▶ _WORK ORDER_
Nothing but the lines from the one containing "Target: stone wall" through the one containing "the wooden boardwalk", both included, should be given again, each exactly as written below.

--------------------

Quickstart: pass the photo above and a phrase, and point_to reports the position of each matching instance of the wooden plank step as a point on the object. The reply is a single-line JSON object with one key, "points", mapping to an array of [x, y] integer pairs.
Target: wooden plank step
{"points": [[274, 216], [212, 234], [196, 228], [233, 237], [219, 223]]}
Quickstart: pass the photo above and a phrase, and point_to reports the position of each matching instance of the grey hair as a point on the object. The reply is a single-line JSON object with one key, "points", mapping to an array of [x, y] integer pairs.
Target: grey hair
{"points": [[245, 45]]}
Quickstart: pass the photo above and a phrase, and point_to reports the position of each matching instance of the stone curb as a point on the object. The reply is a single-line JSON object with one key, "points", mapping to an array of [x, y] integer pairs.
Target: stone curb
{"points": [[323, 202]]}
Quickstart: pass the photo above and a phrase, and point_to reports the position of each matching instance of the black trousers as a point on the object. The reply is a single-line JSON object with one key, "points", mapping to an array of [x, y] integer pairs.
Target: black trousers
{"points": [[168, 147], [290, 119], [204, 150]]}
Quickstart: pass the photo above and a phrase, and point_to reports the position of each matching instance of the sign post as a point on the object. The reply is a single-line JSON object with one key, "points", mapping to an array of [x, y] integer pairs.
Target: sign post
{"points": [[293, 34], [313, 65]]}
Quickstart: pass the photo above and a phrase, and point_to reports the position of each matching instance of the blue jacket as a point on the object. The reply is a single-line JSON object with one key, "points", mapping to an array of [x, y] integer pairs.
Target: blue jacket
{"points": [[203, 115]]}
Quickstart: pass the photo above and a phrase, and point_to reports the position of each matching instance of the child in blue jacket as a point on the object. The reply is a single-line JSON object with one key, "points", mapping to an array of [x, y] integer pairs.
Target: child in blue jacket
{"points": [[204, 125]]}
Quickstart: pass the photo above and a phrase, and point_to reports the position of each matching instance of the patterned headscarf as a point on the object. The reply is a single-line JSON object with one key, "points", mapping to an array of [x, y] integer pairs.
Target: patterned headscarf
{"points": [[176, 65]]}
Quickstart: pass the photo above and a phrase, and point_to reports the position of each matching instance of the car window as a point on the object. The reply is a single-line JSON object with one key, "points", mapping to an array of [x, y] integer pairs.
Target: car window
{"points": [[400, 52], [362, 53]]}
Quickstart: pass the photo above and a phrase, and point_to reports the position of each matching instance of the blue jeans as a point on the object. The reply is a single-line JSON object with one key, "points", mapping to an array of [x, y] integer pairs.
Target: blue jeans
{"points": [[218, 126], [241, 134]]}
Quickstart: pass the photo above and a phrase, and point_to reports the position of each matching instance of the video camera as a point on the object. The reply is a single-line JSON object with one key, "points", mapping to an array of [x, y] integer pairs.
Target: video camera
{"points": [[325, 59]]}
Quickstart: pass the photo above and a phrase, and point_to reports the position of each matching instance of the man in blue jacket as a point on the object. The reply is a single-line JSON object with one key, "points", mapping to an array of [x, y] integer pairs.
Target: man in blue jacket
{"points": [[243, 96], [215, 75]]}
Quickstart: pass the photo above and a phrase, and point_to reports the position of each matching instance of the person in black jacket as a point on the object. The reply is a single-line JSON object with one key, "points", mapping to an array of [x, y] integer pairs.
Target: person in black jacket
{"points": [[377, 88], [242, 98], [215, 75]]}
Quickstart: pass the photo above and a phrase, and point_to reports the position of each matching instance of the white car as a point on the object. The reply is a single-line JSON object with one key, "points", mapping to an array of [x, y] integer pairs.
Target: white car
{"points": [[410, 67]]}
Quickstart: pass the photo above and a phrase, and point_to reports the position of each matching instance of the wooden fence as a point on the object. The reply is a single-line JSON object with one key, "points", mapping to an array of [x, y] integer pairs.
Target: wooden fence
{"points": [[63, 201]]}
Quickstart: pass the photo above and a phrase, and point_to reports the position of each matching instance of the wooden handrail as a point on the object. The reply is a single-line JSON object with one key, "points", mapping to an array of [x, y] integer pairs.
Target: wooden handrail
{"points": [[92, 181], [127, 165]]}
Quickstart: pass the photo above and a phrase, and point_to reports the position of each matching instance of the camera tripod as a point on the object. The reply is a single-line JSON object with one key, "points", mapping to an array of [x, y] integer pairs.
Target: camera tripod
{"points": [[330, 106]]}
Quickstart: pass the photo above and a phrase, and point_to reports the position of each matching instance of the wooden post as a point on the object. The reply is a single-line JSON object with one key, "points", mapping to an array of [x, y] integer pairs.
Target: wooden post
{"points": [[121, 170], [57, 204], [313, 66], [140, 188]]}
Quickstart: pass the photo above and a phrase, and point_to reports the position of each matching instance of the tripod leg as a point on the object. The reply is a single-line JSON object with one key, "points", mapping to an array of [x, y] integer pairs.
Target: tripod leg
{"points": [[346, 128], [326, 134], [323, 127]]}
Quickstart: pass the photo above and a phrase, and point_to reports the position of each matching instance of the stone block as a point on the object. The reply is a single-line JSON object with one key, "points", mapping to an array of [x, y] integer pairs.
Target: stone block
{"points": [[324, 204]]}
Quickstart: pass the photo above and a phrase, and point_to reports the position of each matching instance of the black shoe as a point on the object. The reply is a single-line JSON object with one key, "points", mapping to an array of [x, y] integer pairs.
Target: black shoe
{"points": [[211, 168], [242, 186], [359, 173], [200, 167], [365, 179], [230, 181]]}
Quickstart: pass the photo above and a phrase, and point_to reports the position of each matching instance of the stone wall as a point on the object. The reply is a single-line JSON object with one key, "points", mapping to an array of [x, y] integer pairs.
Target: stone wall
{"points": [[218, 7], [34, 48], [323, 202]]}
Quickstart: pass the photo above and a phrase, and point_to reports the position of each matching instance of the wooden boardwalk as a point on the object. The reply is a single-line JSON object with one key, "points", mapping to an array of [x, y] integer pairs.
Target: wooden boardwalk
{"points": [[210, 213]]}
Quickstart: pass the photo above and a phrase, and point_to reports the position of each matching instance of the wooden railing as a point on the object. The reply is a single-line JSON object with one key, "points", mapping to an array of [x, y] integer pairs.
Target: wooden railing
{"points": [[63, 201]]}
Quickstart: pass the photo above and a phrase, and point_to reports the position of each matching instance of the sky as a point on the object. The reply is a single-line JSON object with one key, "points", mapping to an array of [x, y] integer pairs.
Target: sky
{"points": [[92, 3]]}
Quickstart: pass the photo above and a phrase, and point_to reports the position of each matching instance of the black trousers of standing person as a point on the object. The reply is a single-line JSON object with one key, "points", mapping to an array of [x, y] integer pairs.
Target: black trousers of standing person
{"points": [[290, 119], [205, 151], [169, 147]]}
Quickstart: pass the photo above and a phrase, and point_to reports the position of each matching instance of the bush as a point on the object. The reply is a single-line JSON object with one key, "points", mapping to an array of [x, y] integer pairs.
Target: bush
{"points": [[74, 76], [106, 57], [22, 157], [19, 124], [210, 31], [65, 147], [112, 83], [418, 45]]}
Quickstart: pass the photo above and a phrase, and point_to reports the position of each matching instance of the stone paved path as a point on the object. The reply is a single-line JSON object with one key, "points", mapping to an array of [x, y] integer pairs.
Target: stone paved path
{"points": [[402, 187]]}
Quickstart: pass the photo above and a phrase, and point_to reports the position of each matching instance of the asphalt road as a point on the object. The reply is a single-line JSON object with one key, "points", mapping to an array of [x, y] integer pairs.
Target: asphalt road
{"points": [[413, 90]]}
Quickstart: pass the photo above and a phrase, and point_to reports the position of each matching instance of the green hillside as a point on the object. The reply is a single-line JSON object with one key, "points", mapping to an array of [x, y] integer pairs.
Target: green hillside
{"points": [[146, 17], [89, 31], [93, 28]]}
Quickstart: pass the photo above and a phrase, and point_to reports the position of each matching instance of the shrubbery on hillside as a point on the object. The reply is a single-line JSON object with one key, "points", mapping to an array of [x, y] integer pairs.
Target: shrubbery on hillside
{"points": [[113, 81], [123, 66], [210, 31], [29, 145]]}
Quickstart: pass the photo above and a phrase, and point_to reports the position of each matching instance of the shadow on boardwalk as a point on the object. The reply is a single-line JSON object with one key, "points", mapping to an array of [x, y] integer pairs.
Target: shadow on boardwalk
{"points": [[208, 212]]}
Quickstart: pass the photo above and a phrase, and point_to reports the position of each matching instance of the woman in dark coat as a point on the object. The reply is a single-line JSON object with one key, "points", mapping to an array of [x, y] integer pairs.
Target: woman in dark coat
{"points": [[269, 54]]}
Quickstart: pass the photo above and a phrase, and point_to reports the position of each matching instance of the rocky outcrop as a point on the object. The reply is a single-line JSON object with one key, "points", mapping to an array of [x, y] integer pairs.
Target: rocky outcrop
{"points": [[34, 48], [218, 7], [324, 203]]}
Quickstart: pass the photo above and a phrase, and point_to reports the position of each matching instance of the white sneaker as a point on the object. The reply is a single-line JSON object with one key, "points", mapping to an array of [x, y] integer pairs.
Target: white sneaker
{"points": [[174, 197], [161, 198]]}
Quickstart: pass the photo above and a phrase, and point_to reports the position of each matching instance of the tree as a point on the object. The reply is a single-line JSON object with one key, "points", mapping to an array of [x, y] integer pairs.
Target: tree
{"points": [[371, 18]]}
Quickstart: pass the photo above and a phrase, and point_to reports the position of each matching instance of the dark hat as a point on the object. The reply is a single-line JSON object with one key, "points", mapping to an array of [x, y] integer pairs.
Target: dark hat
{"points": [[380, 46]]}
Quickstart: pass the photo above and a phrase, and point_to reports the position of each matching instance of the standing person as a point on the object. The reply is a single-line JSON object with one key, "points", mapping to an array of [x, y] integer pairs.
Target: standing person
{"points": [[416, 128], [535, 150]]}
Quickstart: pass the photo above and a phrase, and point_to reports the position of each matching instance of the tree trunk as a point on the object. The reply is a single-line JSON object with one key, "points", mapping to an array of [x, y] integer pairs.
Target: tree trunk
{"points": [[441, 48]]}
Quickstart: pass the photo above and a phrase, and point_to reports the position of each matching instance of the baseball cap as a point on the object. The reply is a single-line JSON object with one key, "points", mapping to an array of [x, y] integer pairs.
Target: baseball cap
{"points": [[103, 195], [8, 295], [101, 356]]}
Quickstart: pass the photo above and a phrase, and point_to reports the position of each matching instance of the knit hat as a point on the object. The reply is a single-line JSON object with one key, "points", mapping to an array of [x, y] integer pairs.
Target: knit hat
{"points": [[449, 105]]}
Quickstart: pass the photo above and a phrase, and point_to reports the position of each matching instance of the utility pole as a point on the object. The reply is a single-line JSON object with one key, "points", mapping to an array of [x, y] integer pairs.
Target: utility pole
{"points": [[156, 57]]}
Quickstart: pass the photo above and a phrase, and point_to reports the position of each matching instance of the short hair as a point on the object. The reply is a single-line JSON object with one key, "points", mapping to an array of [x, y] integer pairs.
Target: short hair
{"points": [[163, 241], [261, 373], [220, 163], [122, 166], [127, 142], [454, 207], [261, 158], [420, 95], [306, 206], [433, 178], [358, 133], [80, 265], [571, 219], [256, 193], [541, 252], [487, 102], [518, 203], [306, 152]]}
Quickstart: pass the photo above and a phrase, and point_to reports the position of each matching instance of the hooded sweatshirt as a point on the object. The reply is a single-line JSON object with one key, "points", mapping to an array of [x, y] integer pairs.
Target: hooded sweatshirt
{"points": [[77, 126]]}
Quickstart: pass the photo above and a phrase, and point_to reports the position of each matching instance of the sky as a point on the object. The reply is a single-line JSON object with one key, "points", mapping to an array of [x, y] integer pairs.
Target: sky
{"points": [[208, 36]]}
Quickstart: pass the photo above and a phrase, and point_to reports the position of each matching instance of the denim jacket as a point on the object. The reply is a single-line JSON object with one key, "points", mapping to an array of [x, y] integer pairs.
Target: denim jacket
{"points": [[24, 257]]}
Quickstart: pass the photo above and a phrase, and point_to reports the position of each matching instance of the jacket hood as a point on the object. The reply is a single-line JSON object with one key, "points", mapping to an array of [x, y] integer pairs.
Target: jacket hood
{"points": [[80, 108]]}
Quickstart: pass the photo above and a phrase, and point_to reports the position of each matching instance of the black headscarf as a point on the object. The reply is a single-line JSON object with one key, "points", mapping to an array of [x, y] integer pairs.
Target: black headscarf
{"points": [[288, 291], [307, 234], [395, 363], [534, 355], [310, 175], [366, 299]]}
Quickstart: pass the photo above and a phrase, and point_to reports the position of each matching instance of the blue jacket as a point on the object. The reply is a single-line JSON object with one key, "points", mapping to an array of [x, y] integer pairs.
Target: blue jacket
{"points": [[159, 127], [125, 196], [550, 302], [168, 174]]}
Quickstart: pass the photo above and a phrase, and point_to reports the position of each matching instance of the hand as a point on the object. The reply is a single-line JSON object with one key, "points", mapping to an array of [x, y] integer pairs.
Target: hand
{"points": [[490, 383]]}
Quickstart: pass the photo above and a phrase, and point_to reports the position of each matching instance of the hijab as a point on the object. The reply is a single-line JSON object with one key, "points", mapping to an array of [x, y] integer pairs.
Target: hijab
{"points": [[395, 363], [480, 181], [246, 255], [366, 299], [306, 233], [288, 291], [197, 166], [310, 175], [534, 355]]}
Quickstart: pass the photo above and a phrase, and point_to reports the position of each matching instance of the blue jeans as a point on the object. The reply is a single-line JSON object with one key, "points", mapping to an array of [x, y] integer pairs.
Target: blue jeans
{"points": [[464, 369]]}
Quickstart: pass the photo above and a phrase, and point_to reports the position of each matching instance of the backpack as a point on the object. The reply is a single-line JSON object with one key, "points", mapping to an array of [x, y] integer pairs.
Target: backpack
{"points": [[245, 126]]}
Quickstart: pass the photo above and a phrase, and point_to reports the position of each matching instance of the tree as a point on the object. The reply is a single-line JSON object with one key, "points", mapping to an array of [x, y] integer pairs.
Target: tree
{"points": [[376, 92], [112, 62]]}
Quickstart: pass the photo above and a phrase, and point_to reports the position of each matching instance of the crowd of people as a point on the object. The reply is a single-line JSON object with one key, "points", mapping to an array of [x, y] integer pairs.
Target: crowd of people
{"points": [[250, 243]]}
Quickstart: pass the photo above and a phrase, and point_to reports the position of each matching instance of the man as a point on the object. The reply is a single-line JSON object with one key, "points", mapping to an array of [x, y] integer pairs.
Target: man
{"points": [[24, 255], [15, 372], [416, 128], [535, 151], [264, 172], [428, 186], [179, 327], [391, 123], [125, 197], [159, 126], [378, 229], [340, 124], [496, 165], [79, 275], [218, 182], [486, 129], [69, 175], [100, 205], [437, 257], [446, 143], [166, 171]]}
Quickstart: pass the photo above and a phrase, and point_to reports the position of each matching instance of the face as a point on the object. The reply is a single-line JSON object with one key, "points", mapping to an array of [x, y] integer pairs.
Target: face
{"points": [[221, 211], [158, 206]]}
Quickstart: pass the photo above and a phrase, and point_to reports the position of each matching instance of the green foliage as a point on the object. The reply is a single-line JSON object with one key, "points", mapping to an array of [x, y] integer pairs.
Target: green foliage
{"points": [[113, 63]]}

--------------------

▶ _SOLUTION TO THIS EXERCISE_
Target: stone wall
{"points": [[218, 7], [34, 48], [323, 202]]}
Quickstart: pass the photo above and a phrase, and point_to reports the position of each matching instance of the wooden boardwalk as a point on the object. The reply is a single-line JSON object with one key, "points", mapping to an array of [x, y] integer pairs.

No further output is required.